WRITTEN PROBLEM>
Recast the lines of the records between the line containing "Target: smiling face" and the line containing "column 932, row 242", inclusive, as a Markdown table with the columns "No." and "Text", one line per row. Number the rows in order and omit any blank lines.

Records from a point labeling set
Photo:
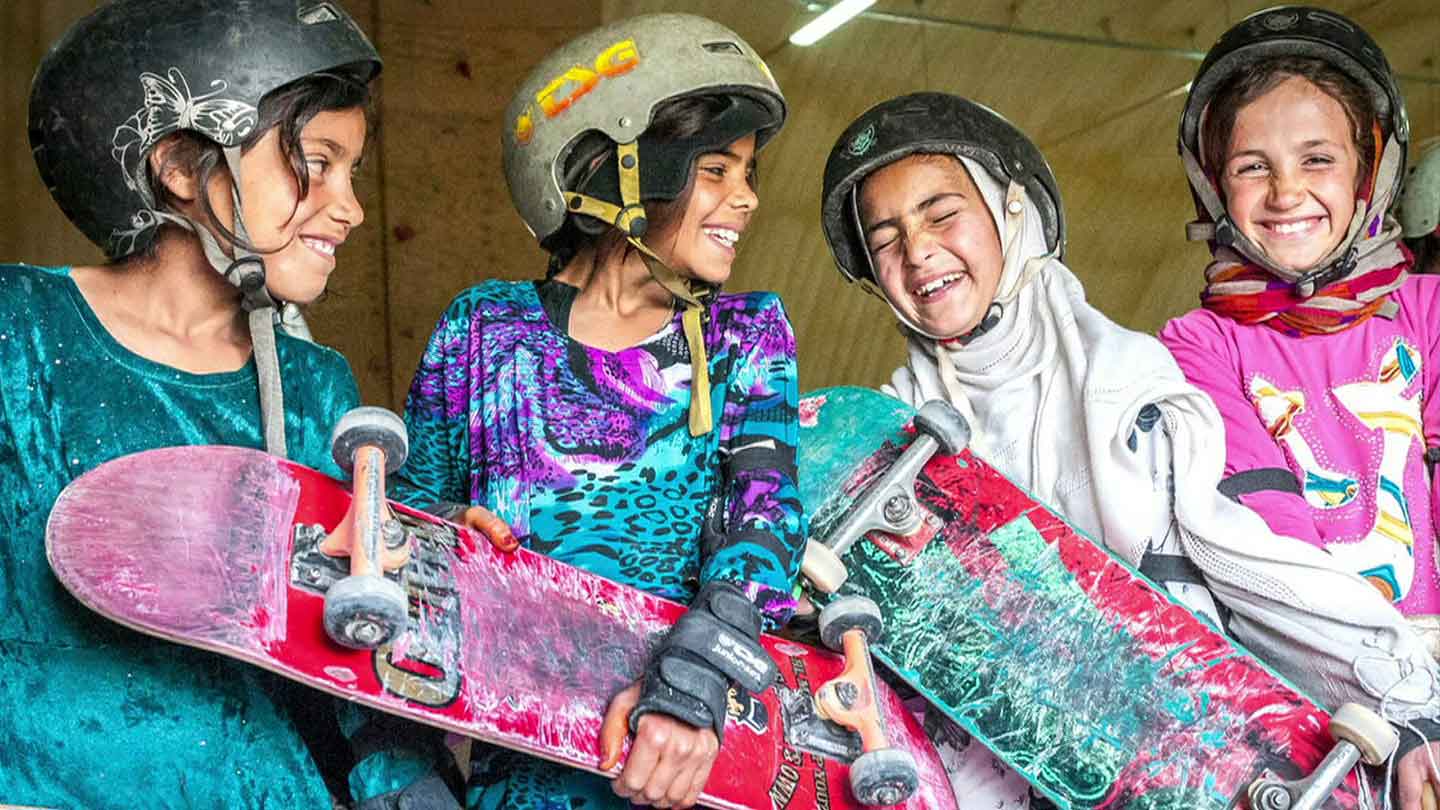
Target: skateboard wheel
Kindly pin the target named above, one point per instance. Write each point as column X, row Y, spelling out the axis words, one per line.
column 369, row 425
column 1367, row 731
column 365, row 611
column 883, row 777
column 822, row 567
column 941, row 421
column 850, row 613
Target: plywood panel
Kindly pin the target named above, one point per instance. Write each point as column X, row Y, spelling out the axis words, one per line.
column 452, row 67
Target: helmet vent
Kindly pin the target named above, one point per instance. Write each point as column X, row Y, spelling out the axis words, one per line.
column 317, row 13
column 723, row 48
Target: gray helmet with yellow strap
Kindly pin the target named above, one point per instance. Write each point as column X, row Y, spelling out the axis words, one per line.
column 609, row 82
column 575, row 149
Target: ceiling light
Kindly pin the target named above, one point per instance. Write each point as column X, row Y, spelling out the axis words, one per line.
column 830, row 20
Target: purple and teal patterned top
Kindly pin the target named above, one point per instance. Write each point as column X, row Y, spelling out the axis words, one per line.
column 588, row 453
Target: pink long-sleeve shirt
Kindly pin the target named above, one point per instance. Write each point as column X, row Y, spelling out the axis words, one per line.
column 1326, row 434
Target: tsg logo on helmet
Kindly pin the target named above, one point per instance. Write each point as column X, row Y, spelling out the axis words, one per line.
column 615, row 61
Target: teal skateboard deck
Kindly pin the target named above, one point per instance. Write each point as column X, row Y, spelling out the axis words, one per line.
column 1059, row 657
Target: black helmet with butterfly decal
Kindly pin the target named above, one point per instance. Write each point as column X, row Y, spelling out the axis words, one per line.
column 136, row 71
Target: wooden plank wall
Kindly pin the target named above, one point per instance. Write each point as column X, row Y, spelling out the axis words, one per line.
column 1099, row 85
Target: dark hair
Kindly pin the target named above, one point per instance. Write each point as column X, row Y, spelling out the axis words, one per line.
column 1250, row 84
column 674, row 118
column 290, row 110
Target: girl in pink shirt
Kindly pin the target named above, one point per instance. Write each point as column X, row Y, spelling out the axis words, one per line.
column 1314, row 340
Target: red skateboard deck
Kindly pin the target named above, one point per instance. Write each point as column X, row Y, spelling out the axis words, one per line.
column 215, row 548
column 1060, row 657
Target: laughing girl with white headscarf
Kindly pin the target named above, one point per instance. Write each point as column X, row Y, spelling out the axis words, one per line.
column 951, row 215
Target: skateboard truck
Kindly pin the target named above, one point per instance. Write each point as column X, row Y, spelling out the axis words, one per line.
column 366, row 610
column 1360, row 735
column 890, row 503
column 880, row 774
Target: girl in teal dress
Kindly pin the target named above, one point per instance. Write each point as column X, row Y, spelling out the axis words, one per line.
column 150, row 121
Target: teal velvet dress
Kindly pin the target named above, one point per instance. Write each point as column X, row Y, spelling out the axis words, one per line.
column 94, row 715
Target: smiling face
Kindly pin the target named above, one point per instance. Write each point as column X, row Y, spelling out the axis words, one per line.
column 700, row 242
column 295, row 235
column 1290, row 173
column 932, row 242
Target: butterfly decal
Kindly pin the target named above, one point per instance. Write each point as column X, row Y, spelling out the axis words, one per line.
column 170, row 107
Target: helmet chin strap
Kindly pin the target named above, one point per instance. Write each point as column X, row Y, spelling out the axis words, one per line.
column 630, row 219
column 1334, row 265
column 246, row 270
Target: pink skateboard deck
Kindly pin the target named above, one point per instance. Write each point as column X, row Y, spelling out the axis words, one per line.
column 216, row 548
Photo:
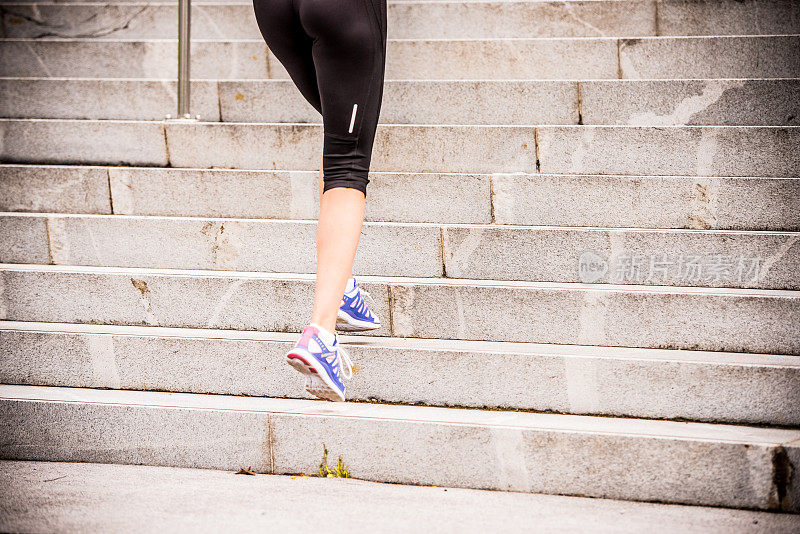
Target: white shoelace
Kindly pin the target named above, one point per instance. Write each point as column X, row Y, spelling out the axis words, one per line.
column 362, row 307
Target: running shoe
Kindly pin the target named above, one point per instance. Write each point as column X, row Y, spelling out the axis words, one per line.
column 321, row 364
column 354, row 314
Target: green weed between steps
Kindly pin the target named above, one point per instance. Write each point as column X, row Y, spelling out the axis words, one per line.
column 340, row 471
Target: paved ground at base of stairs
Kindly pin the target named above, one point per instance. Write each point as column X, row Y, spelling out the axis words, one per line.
column 69, row 497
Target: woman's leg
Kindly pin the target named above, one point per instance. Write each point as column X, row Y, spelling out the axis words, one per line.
column 340, row 217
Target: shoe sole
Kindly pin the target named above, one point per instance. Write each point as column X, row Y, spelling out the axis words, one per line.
column 345, row 323
column 306, row 364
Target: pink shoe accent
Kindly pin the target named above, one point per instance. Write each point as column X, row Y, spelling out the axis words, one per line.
column 308, row 333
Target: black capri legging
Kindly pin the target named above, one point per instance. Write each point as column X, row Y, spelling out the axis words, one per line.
column 335, row 52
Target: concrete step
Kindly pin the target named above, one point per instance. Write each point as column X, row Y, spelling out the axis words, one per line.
column 703, row 258
column 689, row 463
column 669, row 150
column 771, row 56
column 730, row 320
column 61, row 496
column 633, row 102
column 713, row 386
column 421, row 20
column 584, row 200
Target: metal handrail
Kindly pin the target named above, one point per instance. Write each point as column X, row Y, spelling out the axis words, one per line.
column 184, row 46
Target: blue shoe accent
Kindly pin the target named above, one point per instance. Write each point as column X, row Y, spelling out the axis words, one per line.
column 322, row 364
column 354, row 314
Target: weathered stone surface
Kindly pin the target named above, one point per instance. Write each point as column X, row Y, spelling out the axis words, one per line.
column 54, row 189
column 734, row 17
column 244, row 301
column 714, row 386
column 658, row 317
column 698, row 102
column 23, row 239
column 670, row 150
column 415, row 102
column 406, row 59
column 406, row 20
column 514, row 59
column 472, row 149
column 772, row 56
column 735, row 320
column 675, row 462
column 59, row 98
column 647, row 201
column 81, row 142
column 134, row 434
column 98, row 58
column 216, row 244
column 293, row 194
column 83, row 496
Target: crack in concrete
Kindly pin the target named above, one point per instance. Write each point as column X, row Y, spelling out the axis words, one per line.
column 688, row 107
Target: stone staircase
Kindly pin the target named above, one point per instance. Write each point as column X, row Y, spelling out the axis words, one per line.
column 582, row 238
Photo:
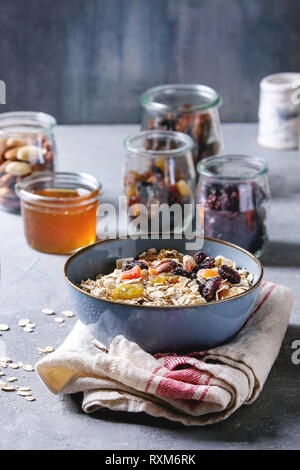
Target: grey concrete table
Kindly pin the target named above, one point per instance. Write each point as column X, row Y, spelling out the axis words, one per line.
column 32, row 280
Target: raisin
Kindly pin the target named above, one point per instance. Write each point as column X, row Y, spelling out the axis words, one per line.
column 199, row 257
column 208, row 263
column 230, row 274
column 129, row 264
column 210, row 288
column 179, row 271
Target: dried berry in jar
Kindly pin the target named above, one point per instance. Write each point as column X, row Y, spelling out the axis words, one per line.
column 236, row 213
column 210, row 289
column 230, row 274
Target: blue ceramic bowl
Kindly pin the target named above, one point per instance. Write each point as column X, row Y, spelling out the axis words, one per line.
column 159, row 329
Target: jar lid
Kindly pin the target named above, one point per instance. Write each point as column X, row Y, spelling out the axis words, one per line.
column 184, row 98
column 232, row 168
column 280, row 82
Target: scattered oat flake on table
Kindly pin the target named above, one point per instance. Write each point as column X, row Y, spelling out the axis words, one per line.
column 59, row 320
column 23, row 393
column 28, row 330
column 24, row 322
column 8, row 388
column 68, row 313
column 5, row 359
column 48, row 311
column 3, row 327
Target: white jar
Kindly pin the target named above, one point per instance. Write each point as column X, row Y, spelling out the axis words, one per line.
column 279, row 111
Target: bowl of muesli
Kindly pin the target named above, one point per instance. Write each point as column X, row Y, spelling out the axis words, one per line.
column 161, row 296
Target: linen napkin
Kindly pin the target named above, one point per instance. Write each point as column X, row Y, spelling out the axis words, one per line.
column 195, row 389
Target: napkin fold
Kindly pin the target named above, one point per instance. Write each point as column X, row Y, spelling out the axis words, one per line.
column 199, row 388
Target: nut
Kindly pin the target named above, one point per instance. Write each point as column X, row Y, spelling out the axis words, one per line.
column 11, row 142
column 11, row 154
column 18, row 168
column 30, row 153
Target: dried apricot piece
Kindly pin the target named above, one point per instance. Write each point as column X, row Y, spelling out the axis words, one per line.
column 127, row 292
column 134, row 273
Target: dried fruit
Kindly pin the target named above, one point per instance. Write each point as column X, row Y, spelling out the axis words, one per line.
column 200, row 257
column 210, row 288
column 209, row 262
column 207, row 273
column 129, row 264
column 188, row 263
column 166, row 266
column 230, row 274
column 127, row 291
column 134, row 273
column 179, row 271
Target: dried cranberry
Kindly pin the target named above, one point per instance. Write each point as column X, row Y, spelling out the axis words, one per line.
column 200, row 256
column 129, row 264
column 179, row 271
column 230, row 274
column 210, row 288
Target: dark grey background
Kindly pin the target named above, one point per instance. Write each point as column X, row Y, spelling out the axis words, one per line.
column 87, row 61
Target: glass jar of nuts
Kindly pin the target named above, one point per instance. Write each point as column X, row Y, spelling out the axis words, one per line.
column 26, row 146
column 192, row 109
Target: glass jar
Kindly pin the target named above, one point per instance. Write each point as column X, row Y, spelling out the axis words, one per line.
column 158, row 170
column 192, row 109
column 234, row 192
column 26, row 146
column 59, row 210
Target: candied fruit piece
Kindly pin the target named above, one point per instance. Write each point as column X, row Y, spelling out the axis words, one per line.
column 133, row 273
column 159, row 279
column 179, row 271
column 127, row 292
column 129, row 264
column 230, row 274
column 200, row 256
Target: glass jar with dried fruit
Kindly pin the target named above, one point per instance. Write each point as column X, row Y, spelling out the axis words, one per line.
column 192, row 109
column 159, row 170
column 26, row 146
column 234, row 192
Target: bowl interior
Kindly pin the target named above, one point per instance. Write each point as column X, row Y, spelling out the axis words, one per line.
column 101, row 257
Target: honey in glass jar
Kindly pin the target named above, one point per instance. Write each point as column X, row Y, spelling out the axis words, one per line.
column 59, row 211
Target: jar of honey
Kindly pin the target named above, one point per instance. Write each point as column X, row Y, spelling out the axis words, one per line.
column 59, row 210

SOLVED EXERCISE>
| No. | Text |
|---|---|
| 1 | Target: smiling face |
| 2 | Kindly pin the target named above, one point per instance. Write each point as column X, row Y, spelling out the axis words, one per line. |
| 3 | column 700, row 242 |
| 4 | column 295, row 235 |
| 5 | column 1290, row 173 |
| 6 | column 932, row 242 |